__What is being asked__
Repeat the data exactly, every last line of it.

__Dataset content__
──────────

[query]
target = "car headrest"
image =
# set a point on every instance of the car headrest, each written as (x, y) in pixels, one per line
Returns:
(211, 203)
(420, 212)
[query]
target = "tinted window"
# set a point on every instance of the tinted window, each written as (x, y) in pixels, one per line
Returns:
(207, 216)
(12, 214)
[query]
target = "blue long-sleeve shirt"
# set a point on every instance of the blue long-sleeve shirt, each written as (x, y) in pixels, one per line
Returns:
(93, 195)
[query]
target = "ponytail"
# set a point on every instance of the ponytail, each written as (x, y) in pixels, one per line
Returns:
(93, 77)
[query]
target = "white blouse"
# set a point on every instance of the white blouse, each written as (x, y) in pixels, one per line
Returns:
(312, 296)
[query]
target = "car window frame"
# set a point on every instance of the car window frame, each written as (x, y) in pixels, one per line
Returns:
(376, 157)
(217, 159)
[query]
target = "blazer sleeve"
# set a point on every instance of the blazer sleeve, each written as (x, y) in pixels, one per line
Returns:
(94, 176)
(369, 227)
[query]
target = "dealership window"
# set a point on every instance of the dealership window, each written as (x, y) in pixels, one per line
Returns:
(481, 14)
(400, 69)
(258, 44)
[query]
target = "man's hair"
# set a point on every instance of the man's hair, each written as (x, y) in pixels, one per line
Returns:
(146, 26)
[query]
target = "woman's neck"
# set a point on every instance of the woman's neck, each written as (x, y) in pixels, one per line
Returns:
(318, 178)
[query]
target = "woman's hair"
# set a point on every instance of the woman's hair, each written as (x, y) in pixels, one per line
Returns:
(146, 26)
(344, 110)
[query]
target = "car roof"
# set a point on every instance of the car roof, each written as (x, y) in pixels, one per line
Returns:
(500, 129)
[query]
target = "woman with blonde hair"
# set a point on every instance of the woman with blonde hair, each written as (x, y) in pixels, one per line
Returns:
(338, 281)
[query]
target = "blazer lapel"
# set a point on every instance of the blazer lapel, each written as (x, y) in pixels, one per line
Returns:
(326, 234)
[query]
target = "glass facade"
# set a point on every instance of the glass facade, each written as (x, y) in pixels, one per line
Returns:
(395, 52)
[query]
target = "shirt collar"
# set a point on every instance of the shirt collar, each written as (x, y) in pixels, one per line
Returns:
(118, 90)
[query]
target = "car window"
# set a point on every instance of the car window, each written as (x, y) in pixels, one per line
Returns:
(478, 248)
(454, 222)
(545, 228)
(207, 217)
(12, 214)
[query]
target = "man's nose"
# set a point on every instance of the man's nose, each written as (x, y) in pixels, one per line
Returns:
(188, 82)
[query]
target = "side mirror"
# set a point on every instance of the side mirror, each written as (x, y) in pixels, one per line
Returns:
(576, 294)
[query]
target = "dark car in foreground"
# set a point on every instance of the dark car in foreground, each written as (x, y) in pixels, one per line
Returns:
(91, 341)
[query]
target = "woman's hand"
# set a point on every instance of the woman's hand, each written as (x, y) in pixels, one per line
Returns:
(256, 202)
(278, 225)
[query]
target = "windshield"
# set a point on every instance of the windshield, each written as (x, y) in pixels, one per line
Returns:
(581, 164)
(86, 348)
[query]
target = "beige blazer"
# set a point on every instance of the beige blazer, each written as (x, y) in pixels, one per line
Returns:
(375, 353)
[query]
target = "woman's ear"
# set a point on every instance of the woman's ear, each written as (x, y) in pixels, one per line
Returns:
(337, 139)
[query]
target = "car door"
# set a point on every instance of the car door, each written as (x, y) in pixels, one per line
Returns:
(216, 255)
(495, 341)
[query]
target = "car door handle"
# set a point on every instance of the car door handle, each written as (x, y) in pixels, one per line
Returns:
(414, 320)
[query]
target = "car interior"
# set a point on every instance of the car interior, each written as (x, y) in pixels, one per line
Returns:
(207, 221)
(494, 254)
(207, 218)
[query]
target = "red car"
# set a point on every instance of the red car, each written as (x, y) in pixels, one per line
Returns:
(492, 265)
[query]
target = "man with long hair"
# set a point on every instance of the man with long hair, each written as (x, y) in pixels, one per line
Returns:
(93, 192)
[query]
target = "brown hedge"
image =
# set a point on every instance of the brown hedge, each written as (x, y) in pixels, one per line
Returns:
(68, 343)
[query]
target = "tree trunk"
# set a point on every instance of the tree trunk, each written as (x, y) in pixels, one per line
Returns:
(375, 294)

──────────

__Response box__
[query]
target = "car headrest"
image =
# set a point on every instance of the car headrest, each written as (x, y) in pixels, one per line
Returns:
(211, 203)
(420, 212)
[query]
target = "tinted window"
# set a point on every instance of the tinted window, each written as (x, y) in pixels, one per line
Returns:
(207, 216)
(12, 214)
[query]
target = "blue long-sleeve shirt"
# set a point on every instance of the blue long-sleeve shirt, each written as (x, y) in pixels, one per line
Returns:
(93, 195)
[query]
target = "ponytail"
# set a point on every instance of the ponytail, each written as (x, y) in pixels, one per line
Returns:
(93, 77)
[query]
target = "white blouse"
# set a point on every instance of the white blouse, each written as (x, y) in pixels, one per line
Returns:
(312, 296)
[query]
target = "car window frame"
# set a point on every instance of the car window frame, each written as (x, y) in pixels, one per line
Returns:
(376, 157)
(217, 159)
[query]
target = "blazer sleeve"
# set a point on every instance of the blazer sleeve, each written as (x, y) in pixels, one per line
Returns:
(94, 176)
(369, 227)
[query]
target = "dealership window"
# set a point on every instance of the dealership window, each written as (x, y) in pixels, one per line
Returns:
(481, 14)
(400, 69)
(258, 44)
[query]
target = "man's hair"
# set a point on every instance of the man's hair, each written as (x, y) in pixels, one per line
Returns:
(146, 26)
[query]
target = "woman's neck"
# set a point on every instance of the woman's neck, each written as (x, y) in pixels, one per line
Returns:
(318, 178)
[query]
target = "woman's hair"
# set a point on every instance of the woman's hair, each written as (x, y) in pixels, one per line
Returns:
(146, 26)
(344, 110)
[query]
target = "car roof"
# set a point on every instance of the car roof, each written as (x, y) in pixels, one per line
Returns:
(500, 129)
[query]
target = "woman with blonde hair"
# set a point on every instance of the woman with blonde hair, each written as (x, y) in pixels, one per line
Returns:
(338, 281)
[query]
target = "blazer lapel"
# set a point on every instance of the blazer lapel, each written as (x, y) in pixels, one per line
Returns:
(326, 234)
[query]
target = "glass facade"
# set a point on every instance of the glass facade, each written as (x, y) in pixels, one per line
Returns:
(395, 52)
[query]
target = "shirt collar"
# set a point on every instance of the shirt collar, each written as (x, y) in pixels, one per line
Returns:
(118, 90)
[query]
target = "car window"
# set a point on every instance of the car window, each written as (x, y) in pixels, one per line
Returns:
(478, 248)
(454, 222)
(545, 228)
(207, 217)
(12, 214)
[query]
target = "man's nose"
# set a point on every instance of the man's nose, each written as (x, y) in pixels, one per line
Returns:
(188, 82)
[query]
target = "side mirror"
# set a point on every instance of the side mirror, each written as (x, y) in pixels, one per line
Returns:
(576, 294)
[query]
target = "dark car in foreground"
# set a point on every instance of the dark car in foreground, each written as (x, y) in pixels, one per line
Returns:
(91, 341)
[query]
target = "woman's hand"
# set a point on every instance of the woman's hand, each written as (x, y) in pixels, one per line
Returns:
(256, 202)
(278, 225)
[query]
target = "windshield"
# set a point on every instance of the windshield, each written as (x, y) in pixels, one per line
Returns:
(581, 164)
(86, 348)
[query]
target = "beige blazer"
# set a point on every instance of the beige blazer, each written as (x, y) in pixels, one per line
Returns:
(375, 353)
[query]
target = "woman's ear"
# set a point on every instance of the woman's ear, each written as (x, y) in pixels, one per line
Returns:
(337, 139)
[query]
target = "car door"
# set a point on every instance of the car door, each written as (x, y) in pixels, one per line
Returns:
(216, 255)
(495, 341)
[query]
target = "car door handle"
# set a point on every instance of the car door handle, each written as (x, y) in pixels, one per line
Returns:
(414, 320)
[query]
target = "car interior"
# set a point on every instance of the car interior, each written as (x, y) in pixels, one per line
Returns:
(207, 221)
(494, 254)
(207, 218)
[query]
target = "red car"
# set a point on every instance of the red car, each written as (x, y) in pixels, one per line
Returns:
(492, 265)
[query]
target = "man with long hair"
# set a point on every instance of the man with long hair, each written as (x, y) in pixels, one per line
Returns:
(93, 192)
[query]
target = "brown hedge"
image =
# set a point on every instance of the brown hedge, each written as (x, y) in pixels, one per line
Returns:
(68, 343)
[query]
target = "tree trunk"
# set a point on every instance of the tree trunk, each written as (x, y) in pixels, one per line
Returns:
(375, 294)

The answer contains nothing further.